-- Task to complete --
Reproduce all records verbatim.

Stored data
+++++
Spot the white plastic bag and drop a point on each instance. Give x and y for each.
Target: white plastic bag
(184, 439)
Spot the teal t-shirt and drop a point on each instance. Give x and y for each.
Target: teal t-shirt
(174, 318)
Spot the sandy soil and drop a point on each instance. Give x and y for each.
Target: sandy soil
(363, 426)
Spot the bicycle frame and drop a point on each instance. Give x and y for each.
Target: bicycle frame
+++++
-- Response area --
Spot the white plastic bag and drop a point on each instance. Give x and y for each.
Target: white plastic bag
(184, 439)
Spot the teal t-shirt and drop a point on each instance. Give x and y for each.
Target: teal t-shirt
(174, 318)
Spot the sandy soil and drop a point on each instance. Give x and y for each.
Target: sandy soil
(363, 426)
Spot the bicycle frame and drop a point on each instance. Give x and y for each.
Target: bicycle frame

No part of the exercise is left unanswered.